* _Task to carry out_
Begin at the line containing "Prove it. The black woven" and copy each line exactly through the end of the records, leaving out what comes before.

---

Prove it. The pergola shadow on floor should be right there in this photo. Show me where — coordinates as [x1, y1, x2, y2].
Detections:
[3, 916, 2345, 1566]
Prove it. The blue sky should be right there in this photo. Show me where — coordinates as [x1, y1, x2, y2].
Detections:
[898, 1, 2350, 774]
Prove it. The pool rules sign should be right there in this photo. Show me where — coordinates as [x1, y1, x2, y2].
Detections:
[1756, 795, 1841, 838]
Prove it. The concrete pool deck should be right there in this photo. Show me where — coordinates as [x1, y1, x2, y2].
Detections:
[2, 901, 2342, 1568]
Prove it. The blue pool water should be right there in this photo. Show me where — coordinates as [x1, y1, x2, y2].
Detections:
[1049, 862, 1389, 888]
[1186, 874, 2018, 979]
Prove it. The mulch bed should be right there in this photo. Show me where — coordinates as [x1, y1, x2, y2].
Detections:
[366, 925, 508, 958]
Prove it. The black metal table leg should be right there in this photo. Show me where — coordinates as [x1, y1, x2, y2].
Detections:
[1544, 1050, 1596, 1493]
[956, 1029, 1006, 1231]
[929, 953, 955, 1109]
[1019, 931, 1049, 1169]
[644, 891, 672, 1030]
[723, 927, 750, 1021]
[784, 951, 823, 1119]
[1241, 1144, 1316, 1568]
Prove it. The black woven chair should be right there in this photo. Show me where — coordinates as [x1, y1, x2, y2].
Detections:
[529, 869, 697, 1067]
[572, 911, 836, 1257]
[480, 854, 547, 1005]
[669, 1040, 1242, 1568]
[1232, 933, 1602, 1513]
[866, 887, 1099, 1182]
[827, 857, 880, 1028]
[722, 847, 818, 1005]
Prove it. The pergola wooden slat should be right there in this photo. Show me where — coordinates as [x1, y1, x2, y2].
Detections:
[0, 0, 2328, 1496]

---

* _Response to the task_
Prove it. The black woven chair should be right there in this photo. Show me where — coordinates as [x1, y1, x2, y2].
Detections:
[529, 869, 697, 1067]
[572, 911, 836, 1257]
[480, 854, 547, 1005]
[669, 1040, 1242, 1568]
[1232, 933, 1602, 1513]
[866, 887, 1099, 1182]
[827, 857, 880, 1028]
[722, 847, 818, 1005]
Prove it. The pergola wooden slat should be right there in this photo. Show me where — coordinates as [x1, y1, x2, y2].
Detections:
[0, 0, 2328, 1496]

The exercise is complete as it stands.